▶ **Exercise directions**
Below is the data. Give it again, complete and exact.

▶ **Exercise material**
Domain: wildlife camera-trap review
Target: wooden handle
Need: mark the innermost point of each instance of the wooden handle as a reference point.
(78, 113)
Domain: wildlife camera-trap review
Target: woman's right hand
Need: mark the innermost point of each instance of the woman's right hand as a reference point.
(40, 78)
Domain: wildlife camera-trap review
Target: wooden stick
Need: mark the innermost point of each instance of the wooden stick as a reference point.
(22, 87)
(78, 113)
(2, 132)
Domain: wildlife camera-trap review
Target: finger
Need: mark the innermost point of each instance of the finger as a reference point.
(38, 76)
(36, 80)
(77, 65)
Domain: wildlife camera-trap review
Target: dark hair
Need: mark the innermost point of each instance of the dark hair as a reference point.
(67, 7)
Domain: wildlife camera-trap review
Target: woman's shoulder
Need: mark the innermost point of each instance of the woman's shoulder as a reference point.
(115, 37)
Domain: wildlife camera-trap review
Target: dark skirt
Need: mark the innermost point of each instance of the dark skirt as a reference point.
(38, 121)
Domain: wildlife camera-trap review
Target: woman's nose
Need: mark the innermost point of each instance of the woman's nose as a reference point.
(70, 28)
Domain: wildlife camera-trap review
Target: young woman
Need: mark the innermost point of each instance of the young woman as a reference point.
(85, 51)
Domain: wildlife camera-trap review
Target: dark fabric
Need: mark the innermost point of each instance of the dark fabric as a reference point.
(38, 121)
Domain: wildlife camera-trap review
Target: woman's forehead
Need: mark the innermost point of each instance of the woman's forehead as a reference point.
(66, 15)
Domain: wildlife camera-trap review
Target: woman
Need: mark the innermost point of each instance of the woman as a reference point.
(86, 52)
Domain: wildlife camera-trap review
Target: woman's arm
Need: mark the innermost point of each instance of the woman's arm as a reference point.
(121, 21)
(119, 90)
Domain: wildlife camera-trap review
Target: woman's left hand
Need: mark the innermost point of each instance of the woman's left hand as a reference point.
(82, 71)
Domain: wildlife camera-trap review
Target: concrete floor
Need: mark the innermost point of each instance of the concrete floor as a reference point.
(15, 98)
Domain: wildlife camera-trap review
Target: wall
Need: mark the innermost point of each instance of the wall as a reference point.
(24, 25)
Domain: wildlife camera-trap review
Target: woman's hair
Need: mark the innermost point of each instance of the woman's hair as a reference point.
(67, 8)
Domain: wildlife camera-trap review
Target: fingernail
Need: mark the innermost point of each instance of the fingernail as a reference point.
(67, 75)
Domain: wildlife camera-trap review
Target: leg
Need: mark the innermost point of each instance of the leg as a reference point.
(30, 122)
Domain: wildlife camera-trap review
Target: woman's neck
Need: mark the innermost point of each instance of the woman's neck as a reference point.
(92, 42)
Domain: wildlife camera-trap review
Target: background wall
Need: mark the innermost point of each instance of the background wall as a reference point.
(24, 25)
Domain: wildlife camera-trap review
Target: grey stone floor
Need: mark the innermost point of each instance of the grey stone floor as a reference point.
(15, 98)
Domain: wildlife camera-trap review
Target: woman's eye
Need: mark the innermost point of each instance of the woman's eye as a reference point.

▶ **Result**
Domain: wildlife camera-trap review
Target: wooden handle
Need: mark the innermost point of each instance of the wooden handle as a reference point.
(78, 113)
Domain: wildlife camera-trap review
Target: woman's right hand
Need: mark the innermost point of each instance of the woman's right hand as a reference point.
(40, 78)
Domain: wildlife camera-trap review
Target: wooden stick
Need: mark the innermost point of each instance of the wooden stick as a reference point.
(22, 87)
(78, 113)
(2, 132)
Domain: wildlife camera-trap review
Target: finger
Need: mark the innermost point of each instance of the finger as a reference point.
(38, 76)
(36, 80)
(77, 65)
Domain: wildlife camera-trap review
Target: dark hair
Need: mark the innermost point of each instance of the dark hair as a reference point.
(67, 7)
Domain: wildlife camera-trap review
Target: woman's shoulder
Need: mark the innermost point of each instance of the woman's shoulder as a reference point.
(115, 37)
Domain: wildlife camera-trap review
Target: dark skirt
Need: mark the innermost point of each instance of the dark skirt as a reference point.
(38, 121)
Domain: wildlife camera-trap review
Target: woman's nose
Need: mark the innermost point of each instance of the woman's nose as a reference point.
(70, 28)
Domain: wildlife camera-trap review
Target: young woman
Need: mark the innermost point of each instance of the young woman as a reference point.
(85, 51)
Domain: wildlife camera-trap review
Target: dark fabric
Need: mark the innermost point of each instance of the dark fabric as a reference point.
(38, 121)
Domain: wildlife camera-trap review
Target: woman's forehead
Need: mark the innermost point of each instance of the woman's forehead as a reference point.
(66, 15)
Domain: wildlife camera-trap review
Target: woman
Need: mark the innermost point of each instance of the woman as a reference point.
(86, 52)
Domain: wildlife camera-trap review
Target: woman's arm
Need: mark the innermost point of each instance of the woman's arm as a reference point.
(121, 21)
(119, 90)
Domain: wildlife camera-trap review
Target: woman's left hand
Need: mark the innermost point of each instance of the woman's left hand as a reference point.
(82, 71)
Domain: wildlife camera-trap review
Target: concrete floor
Need: mark the innermost point of each instance of the concrete floor as a reference point.
(15, 98)
Domain: wildlife camera-trap review
Target: wall
Need: mark the innermost point of each instance of the wall as a reference point.
(24, 25)
Domain: wildlife camera-trap review
Target: woman's hair
Need: mark the innermost point of each instance of the woman's hair as a reference point.
(67, 8)
Domain: wildlife camera-trap review
Target: fingernail
Need: mark the innermost point of each instance of the fingernail as a reference point.
(67, 75)
Domain: wildlife camera-trap review
Target: leg
Need: mark the innermost point of each instance of the leg as a reference point.
(30, 122)
Domain: wildlife camera-trap review
Target: woman's neck
Need: mark the innermost point of each instance of the woman's neck as a reference point.
(92, 42)
Domain: wildlife camera-trap review
Target: background wall
Need: mark the innermost point of each instance of the background wall as a reference point.
(24, 25)
Domain: wildlife camera-trap review
Target: grey stone floor
Need: mark the innermost point of each instance of the grey stone floor as a reference point.
(15, 98)
Domain: wildlife camera-trap review
Target: woman's eye
Need: mark the innermost point of each instance of the woman's eye as a reference point.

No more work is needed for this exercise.